Task directions: The entries below are to be repeated exactly as they stand.

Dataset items
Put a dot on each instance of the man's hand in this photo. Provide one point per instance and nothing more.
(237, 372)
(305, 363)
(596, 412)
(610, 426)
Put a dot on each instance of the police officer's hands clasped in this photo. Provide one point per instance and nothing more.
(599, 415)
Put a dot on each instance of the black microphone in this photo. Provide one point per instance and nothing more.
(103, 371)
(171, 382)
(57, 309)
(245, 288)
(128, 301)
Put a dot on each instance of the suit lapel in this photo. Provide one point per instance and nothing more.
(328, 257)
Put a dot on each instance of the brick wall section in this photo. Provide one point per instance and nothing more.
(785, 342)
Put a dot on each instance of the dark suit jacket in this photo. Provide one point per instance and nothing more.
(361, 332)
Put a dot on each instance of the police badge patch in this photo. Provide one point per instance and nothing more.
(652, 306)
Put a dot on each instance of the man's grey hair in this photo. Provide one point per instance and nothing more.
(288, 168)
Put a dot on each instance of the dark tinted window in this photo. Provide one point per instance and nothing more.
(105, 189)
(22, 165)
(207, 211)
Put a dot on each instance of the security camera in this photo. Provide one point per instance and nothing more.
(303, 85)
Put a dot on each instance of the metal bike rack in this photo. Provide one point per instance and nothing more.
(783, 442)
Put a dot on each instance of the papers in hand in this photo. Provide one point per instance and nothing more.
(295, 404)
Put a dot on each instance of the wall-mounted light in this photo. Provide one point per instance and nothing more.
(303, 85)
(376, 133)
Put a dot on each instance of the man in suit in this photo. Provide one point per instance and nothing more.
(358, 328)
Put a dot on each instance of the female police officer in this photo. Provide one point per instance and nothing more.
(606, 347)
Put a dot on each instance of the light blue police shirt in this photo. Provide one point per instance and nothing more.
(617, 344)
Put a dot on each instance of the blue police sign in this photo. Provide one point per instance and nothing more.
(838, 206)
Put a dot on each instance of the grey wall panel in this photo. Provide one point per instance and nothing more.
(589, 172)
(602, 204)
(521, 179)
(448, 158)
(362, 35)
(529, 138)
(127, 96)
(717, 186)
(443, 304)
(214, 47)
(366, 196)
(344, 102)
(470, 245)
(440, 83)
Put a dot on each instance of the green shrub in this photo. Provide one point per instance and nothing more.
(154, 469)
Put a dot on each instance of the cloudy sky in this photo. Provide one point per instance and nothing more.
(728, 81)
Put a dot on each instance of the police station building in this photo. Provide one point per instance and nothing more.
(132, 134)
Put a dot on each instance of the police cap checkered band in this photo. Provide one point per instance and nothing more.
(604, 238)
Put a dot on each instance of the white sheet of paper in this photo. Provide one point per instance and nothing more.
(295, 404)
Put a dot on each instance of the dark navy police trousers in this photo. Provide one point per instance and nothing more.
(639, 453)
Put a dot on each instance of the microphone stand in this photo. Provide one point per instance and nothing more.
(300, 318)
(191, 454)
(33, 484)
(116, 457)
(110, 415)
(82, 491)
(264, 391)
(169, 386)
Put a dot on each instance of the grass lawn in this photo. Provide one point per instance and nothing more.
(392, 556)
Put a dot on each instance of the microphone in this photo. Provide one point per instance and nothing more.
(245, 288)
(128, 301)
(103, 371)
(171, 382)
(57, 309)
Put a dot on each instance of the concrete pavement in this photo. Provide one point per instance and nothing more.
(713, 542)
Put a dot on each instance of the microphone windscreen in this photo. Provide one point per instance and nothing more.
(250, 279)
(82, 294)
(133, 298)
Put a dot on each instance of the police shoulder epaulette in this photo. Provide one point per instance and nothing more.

In response:
Put a dot on each instance of the man's hand in this photo. Provide one point per instance and nothing more.
(237, 372)
(305, 363)
(596, 412)
(610, 426)
Put a dot on each instance of the police officer's hands clasped in this photo. Provide one point per instance and nothing more.
(599, 415)
Put a dot on each instance of the black microphone in this photo. Provide one point per instance and nothing more.
(103, 371)
(171, 382)
(57, 309)
(245, 288)
(128, 301)
Put a dot on each instance of the suit lapel in this photo. Provide one point per instance and nothing more.
(328, 257)
Put a dot on each instance of the brick wall section in this photo. Provide one point per instance and nothing more.
(785, 342)
Put a dot on each instance of the dark suit jacket in this photo. Provide one point per instance and nothing more.
(361, 332)
Put a dot on each instance of the police badge patch in this photo. Provide one point per instance and nothing more.
(652, 306)
Put a dot on each instance of the man's grey hair in this photo. Provide one point per instance and nothing more.
(288, 168)
Put a dot on each instance of the dark tinted window in this photo. Provide one point per instance and nothing more.
(105, 189)
(22, 165)
(207, 211)
Put a dot on each instance of the security camera in this photo. Provide one point per instance and nothing more.
(303, 85)
Put a dot on each instance of the metal bike rack in this photo. Provide one point per instance and nothing more.
(783, 442)
Put a dot on each instance of the papers in hand in this photo. Provide one point per instance and nothing more.
(295, 404)
Put a dot on each instance of the wall-mounted light in this photo. Provide one point per instance and nothing more.
(303, 85)
(376, 133)
Put a dot on each instance of the man in suit in this photo. Provide one point per instance and nothing more.
(358, 328)
Put a dot on each instance of the female police officer in this photo. Provide one point per instance and nothing more.
(606, 347)
Put a dot on each instance of the light blue police shirt in this photo. Provide one point per instance and nothing more.
(617, 344)
Put a dot on each instance of the blue police sign in this photo. Provide one point per instance and nothing more.
(838, 206)
Put a dot on each instance of the grey wall panel in this photo. Provide one point per instance and nothing more.
(589, 172)
(602, 204)
(521, 179)
(448, 158)
(362, 35)
(529, 138)
(127, 96)
(717, 186)
(443, 304)
(214, 47)
(366, 196)
(344, 102)
(470, 245)
(440, 83)
Put a dot on each instance of the green shrub in this photo. Provide one point per instance and nothing more.
(154, 469)
Put a dot on each instance of the cloudy sky in this photo. Provide one point per instance and nothing more.
(728, 81)
Put a dot on each instance of the police station building in this photo. Provide one point per instance and nothing more.
(132, 134)
Put a dot on each instance of the police cap checkered band in this photo. Provide one point per instance and nothing more.
(604, 238)
Put a dot on each instance of the white sheet of paper in this photo. Provide one point per instance and nothing more.
(295, 404)
Put a dot on each instance of the dark navy police trousers in this photo. Provide one point per instance and nothing more.
(639, 453)
Put a dot on each instance of the microphone stand in this photo. Provide one point per instance and nothing more.
(300, 318)
(191, 454)
(33, 484)
(116, 457)
(110, 415)
(82, 491)
(264, 391)
(169, 386)
Put a dot on each instance of the grass lawn in this photo. Provide one point per instance and nothing more.
(392, 556)
Put a dot on each instance of the microphone in this photo. Provide one point per instance and nothing more.
(245, 288)
(128, 301)
(103, 371)
(171, 382)
(57, 309)
Put a dot on each instance of the concrete pavement in this photo. Provide one point per instance and nothing more.
(713, 542)
Put a dot on each instance of the microphone windscreen in this photo. Provide one point per instance and nothing more.
(250, 279)
(82, 294)
(133, 298)
Put a dot on each instance of the police shoulder epaulette in this photo. Provide one point per instance and nothing more.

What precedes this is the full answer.